NOTARI, Giuseppe
NOTARI, Giuseppe. – Nacque a Modena, nel borgo di S. Agnese, presso l’antica cinta muraria della città, il 7 luglio 1863, da Michele e da Angelica Contini.
Figlio di uno dei tredici formaggiai censiti nel comune di Modena nel 1861, sin da ragazzo apprese le complicate operazioni svolte quotidianamente per fabbricare le tradizionali forme di formaggio grana. Divenuto anch’egli casaro, entrò a far parte di una vera e propria casta professionale che esigeva doti di ottima salute e robustezza per sopportare le fatiche del mestiere, l’acquisizione di cognizioni empiriche trasmesse oralmente e apprese per imitazione, acume, capacità logica, prontezza nel calcolo mentale ed eccellente memoria. Una borsa di studio concessagli dall’Amministrazione provinciale modenese nel 1880 gli permise d’accedere come studente convittore alla Regia scuola di zootecnia e caseificio, fondata a Reggio Emilia nel 1874 e diretta dall’agronomo Antonio Zanelli.
------------------------------------------------
Istruzione assegnata A: Ricopia senza modifiche le righe dei record che seguono, a partire dalla riga che contiene "the white dining" e fino alla fine dei record, estremi inclusi.
------------------------------------------------
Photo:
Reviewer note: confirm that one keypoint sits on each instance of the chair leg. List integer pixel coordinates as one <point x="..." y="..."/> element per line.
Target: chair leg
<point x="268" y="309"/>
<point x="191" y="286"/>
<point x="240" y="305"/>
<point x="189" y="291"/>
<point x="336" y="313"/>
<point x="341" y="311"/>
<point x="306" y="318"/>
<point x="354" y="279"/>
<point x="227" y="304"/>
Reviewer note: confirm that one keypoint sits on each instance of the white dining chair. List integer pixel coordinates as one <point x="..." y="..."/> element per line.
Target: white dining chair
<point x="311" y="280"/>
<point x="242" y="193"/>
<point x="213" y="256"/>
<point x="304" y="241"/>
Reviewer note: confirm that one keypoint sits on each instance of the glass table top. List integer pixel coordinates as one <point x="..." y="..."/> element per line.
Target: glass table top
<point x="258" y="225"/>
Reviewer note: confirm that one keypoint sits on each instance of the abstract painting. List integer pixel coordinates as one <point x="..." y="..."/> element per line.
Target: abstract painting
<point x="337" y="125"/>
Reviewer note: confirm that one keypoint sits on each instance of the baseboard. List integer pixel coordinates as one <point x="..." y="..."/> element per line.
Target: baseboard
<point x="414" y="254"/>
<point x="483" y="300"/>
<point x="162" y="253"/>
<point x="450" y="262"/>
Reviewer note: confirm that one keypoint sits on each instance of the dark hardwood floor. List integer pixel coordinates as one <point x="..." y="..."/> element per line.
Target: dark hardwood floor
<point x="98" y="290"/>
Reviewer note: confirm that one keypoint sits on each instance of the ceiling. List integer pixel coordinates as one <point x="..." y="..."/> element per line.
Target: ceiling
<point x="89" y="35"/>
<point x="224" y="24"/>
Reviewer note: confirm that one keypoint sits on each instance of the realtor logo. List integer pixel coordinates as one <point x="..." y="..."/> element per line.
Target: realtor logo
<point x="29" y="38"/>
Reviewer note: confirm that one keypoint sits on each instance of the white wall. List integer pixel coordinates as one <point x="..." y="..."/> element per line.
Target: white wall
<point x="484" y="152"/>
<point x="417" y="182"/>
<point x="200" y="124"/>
------------------------------------------------
Istruzione assegnata B: Riporta alla lettera il passo della biografia di Giuseppe Notari che va da "Figlio di uno" fino a "dall’agronomo Antonio Zanelli.".

Soluzione del compito A:
Reviewer note: confirm that one keypoint sits on each instance of the white dining chair. List integer pixel coordinates as one <point x="..." y="..."/> element per line.
Target: white dining chair
<point x="311" y="280"/>
<point x="242" y="193"/>
<point x="213" y="256"/>
<point x="304" y="241"/>
Reviewer note: confirm that one keypoint sits on each instance of the glass table top. List integer pixel coordinates as one <point x="..." y="..."/> element per line.
Target: glass table top
<point x="258" y="225"/>
Reviewer note: confirm that one keypoint sits on each instance of the abstract painting. List integer pixel coordinates as one <point x="..." y="..."/> element per line.
Target: abstract painting
<point x="337" y="125"/>
Reviewer note: confirm that one keypoint sits on each instance of the baseboard. List integer pixel coordinates as one <point x="..." y="..."/> element per line.
Target: baseboard
<point x="414" y="254"/>
<point x="483" y="300"/>
<point x="162" y="253"/>
<point x="450" y="262"/>
Reviewer note: confirm that one keypoint sits on each instance of the dark hardwood floor. List integer pixel coordinates as one <point x="..." y="..."/> element per line.
Target: dark hardwood floor
<point x="98" y="290"/>
Reviewer note: confirm that one keypoint sits on each instance of the ceiling. List integer pixel coordinates as one <point x="..." y="..."/> element per line.
Target: ceiling
<point x="89" y="35"/>
<point x="224" y="24"/>
Reviewer note: confirm that one keypoint sits on each instance of the realtor logo. List integer pixel coordinates as one <point x="..." y="..."/> element per line.
Target: realtor logo
<point x="29" y="38"/>
Reviewer note: confirm that one keypoint sits on each instance of the white wall. List integer pixel coordinates as one <point x="..." y="..."/> element per line.
Target: white wall
<point x="484" y="152"/>
<point x="417" y="182"/>
<point x="200" y="124"/>

Soluzione del compito B:
Figlio di uno dei tredici formaggiai censiti nel comune di Modena nel 1861, sin da ragazzo apprese le complicate operazioni svolte quotidianamente per fabbricare le tradizionali forme di formaggio grana. Divenuto anch’egli casaro, entrò a far parte di una vera e propria casta professionale che esigeva doti di ottima salute e robustezza per sopportare le fatiche del mestiere, l’acquisizione di cognizioni empiriche trasmesse oralmente e apprese per imitazione, acume, capacità logica, prontezza nel calcolo mentale ed eccellente memoria. Una borsa di studio concessagli dall’Amministrazione provinciale modenese nel 1880 gli permise d’accedere come studente convittore alla Regia scuola di zootecnia e caseificio, fondata a Reggio Emilia nel 1874 e diretta dall’agronomo Antonio Zanelli.